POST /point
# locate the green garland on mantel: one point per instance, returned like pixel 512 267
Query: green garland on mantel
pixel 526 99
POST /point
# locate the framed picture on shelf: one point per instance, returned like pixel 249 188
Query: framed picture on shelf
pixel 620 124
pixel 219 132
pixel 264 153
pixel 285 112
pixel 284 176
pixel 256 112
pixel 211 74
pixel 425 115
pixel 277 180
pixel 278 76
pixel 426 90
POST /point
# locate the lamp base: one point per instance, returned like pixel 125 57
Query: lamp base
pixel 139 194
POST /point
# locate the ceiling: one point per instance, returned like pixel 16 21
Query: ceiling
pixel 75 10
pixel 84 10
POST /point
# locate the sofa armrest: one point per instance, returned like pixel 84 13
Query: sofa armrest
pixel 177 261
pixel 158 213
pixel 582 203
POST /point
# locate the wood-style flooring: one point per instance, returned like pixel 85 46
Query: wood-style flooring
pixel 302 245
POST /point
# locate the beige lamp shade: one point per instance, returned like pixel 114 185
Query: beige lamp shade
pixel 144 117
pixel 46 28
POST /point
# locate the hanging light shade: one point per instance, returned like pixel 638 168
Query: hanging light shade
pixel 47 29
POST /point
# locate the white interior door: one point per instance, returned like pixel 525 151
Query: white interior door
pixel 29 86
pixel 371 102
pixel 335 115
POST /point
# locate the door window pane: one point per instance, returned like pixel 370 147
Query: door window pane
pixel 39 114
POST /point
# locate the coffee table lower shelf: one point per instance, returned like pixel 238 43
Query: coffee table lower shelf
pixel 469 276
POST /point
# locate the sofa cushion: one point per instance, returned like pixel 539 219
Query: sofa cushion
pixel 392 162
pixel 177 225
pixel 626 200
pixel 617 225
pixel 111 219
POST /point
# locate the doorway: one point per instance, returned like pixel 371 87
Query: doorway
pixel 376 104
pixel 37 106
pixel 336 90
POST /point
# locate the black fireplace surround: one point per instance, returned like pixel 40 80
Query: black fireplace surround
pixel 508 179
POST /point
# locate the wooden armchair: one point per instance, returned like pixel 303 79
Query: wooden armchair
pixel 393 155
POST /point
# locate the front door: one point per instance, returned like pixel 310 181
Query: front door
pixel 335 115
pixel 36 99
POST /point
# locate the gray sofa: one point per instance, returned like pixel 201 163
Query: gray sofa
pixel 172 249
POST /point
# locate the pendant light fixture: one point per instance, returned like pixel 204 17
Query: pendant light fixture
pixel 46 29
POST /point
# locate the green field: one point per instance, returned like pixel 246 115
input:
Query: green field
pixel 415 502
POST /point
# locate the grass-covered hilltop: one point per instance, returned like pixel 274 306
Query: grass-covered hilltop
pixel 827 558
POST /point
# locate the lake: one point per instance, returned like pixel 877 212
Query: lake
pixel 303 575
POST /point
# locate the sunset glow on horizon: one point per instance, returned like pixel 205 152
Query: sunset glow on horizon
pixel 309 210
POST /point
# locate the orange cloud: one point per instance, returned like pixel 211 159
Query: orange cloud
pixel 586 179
──────────
**TASK TO COMPLETE**
Show each line from the entries above that contains the string "cushion".

**FINAL RESULT**
# locate the sofa cushion: one point per instance, returned like pixel 539 219
Query: sofa cushion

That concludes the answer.